• **Work to complete**
Reproduce the records that follow without alteration, apart from removing the pictures.

• **Working data**
───

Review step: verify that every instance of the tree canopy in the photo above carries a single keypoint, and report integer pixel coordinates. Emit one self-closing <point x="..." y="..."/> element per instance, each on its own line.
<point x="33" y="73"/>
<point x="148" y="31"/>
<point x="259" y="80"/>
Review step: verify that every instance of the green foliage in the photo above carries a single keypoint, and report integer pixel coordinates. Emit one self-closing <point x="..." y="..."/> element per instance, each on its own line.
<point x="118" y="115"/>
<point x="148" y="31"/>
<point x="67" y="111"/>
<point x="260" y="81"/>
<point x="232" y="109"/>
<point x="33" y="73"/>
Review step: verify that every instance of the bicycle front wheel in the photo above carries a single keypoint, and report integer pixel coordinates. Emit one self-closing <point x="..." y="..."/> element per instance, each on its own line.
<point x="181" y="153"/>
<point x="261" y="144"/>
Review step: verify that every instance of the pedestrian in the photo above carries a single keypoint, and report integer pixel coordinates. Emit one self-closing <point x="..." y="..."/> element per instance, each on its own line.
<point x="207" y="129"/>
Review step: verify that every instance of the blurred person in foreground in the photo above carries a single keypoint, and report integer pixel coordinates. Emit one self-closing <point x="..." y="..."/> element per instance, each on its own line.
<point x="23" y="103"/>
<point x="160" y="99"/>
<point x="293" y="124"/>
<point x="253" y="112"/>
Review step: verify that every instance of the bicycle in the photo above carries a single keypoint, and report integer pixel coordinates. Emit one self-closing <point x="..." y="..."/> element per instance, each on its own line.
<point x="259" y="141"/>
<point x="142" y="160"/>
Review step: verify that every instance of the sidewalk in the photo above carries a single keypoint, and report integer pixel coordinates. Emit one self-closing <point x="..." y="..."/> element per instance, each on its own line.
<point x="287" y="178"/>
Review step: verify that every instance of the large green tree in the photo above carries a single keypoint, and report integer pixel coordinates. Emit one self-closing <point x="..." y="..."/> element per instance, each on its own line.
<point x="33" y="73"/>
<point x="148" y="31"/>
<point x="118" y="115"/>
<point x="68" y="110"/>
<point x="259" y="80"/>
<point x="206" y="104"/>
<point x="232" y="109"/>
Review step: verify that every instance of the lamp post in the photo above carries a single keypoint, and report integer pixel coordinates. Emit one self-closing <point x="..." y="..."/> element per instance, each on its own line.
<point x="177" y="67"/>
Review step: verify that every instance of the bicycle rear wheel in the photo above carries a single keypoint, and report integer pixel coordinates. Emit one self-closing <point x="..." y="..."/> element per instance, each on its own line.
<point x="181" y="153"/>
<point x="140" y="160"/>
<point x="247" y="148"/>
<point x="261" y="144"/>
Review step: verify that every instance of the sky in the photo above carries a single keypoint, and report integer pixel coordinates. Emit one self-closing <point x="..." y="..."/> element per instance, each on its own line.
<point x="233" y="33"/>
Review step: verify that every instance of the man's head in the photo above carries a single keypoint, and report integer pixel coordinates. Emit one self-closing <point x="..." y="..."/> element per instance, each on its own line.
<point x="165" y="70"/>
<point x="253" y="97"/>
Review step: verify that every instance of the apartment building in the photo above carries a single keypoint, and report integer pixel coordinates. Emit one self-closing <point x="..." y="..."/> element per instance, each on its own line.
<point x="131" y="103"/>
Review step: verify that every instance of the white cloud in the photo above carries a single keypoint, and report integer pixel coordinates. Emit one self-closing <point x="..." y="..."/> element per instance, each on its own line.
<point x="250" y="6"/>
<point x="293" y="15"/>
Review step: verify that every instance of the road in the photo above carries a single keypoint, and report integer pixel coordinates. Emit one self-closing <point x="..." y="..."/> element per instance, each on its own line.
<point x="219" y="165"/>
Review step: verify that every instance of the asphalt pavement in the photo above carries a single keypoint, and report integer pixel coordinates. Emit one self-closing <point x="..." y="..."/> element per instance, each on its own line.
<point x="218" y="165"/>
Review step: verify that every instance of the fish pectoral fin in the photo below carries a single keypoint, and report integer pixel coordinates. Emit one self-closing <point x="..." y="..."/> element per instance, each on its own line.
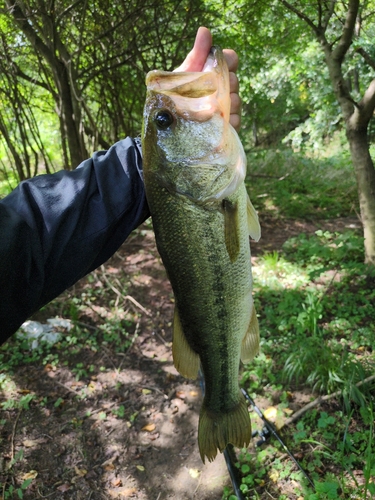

───

• **Written reply**
Review step: verify that every instance of the tree canopy in the photo above carries a single keypoint, and report integer pixel coordinates. Emit one self-closing <point x="..." y="..."/> element per instance, each on its own line.
<point x="33" y="73"/>
<point x="148" y="31"/>
<point x="259" y="80"/>
Review step: verify that every instance of the green foliage in the photo above carries a single keypoint, and report integer pixel coordinates. Emit one self-closing <point x="..." y="..."/> element per instance, each on its own line.
<point x="118" y="115"/>
<point x="148" y="31"/>
<point x="67" y="111"/>
<point x="260" y="81"/>
<point x="232" y="109"/>
<point x="33" y="73"/>
Review step: verify that every instance of the bicycle front wheel in the photo above carries a single keypoint, and report integer pixel coordinates. Emit one self-closing <point x="..." y="..."/> element per instance, each on its own line.
<point x="181" y="153"/>
<point x="261" y="144"/>
Review step: verify that every instance of the pedestrian in the photo above carries a single keypoint, and report integer pixel coordinates. Emit one self-closing <point x="..." y="..."/> element per instance, each on its own line.
<point x="207" y="129"/>
Review step: verify that every instance of the blurred person in foreground in the photo above carries a single keypoint, and report integer pixel coordinates. Emit one self-closing <point x="..." y="..."/> element per instance, each on its own line.
<point x="23" y="103"/>
<point x="160" y="99"/>
<point x="293" y="124"/>
<point x="253" y="112"/>
Review step: verify that every instance of the bicycle in the photo above carries a single keypoint, and report integer pixel coordinates. Emit one self-closing <point x="..." y="..."/> element per instance, each on its own line.
<point x="259" y="141"/>
<point x="142" y="160"/>
Review step: verify that every instance of the sidewalk in the photo above carries a single keypoint, and report integer pixel coordinates. Emit one self-closing <point x="..." y="..."/> element per instance, each on its own line.
<point x="287" y="178"/>
Review step: verify that every instance of the large green tree in the photo above carries a single keypoint, and report integer pixel coordinates. Emit one self-closing <point x="..." y="..."/> element per instance, each on its own line.
<point x="33" y="73"/>
<point x="148" y="31"/>
<point x="118" y="115"/>
<point x="68" y="110"/>
<point x="259" y="80"/>
<point x="206" y="104"/>
<point x="232" y="109"/>
Review step: verify that every instance of the lamp post in the photo above carries a single keypoint, and report integer pixel coordinates. Emit one self-closing <point x="..." y="..."/> element per instance, each on its own line.
<point x="177" y="67"/>
Review step: verify that every instance of the bicycle rear wheel in the photo above carries a single keypoint, and report integer pixel coordinates. Emit one self-closing <point x="..." y="..."/> element per instance, each on its own line.
<point x="181" y="153"/>
<point x="140" y="160"/>
<point x="247" y="148"/>
<point x="261" y="144"/>
Review step: verify that every instance of the sky in the photo above carries a single keypoint, and report integer pixel coordinates. Emit one self-closing <point x="..." y="..."/> element per instance, each on its own line.
<point x="233" y="33"/>
Review step: verify that every instance of the man's head in the photo above carries a single keypoint, and report integer pixel coordinates. Emit one self-closing <point x="..." y="..."/> element per instance, each on its own line.
<point x="165" y="70"/>
<point x="253" y="97"/>
Review step: verify that every instance of the apartment building in the photo above carries a single keypoint, and report integer pixel coordinates. Emit one self-closing <point x="..." y="..."/> element per instance, each on its own line.
<point x="131" y="103"/>
Review step: verify that every instance of the white cloud in the photo above carries a single keypoint, and report integer pixel coordinates. Emit one self-closing <point x="..." y="..."/> element per instance, each on its own line.
<point x="250" y="6"/>
<point x="293" y="15"/>
Review step: verify that every instance of the road in the photo above carries a single keypoint, and report integer pixel coordinates. Emit one self-closing <point x="..." y="..."/> element per instance, each on its own line.
<point x="219" y="165"/>
Review step: verify that every instance of the asphalt pavement in the photo above carries a single keypoint, and report integer pixel coordinates. Emit one self-closing <point x="..." y="..."/> element per instance, each on its own line.
<point x="218" y="165"/>
Review step: verify that every instance of the fish pectoral fin in the photo below carries a single keypoint, and report integer pixel coordinates. Emit one self-closing <point x="..." y="..."/> element per instance, each on its own line.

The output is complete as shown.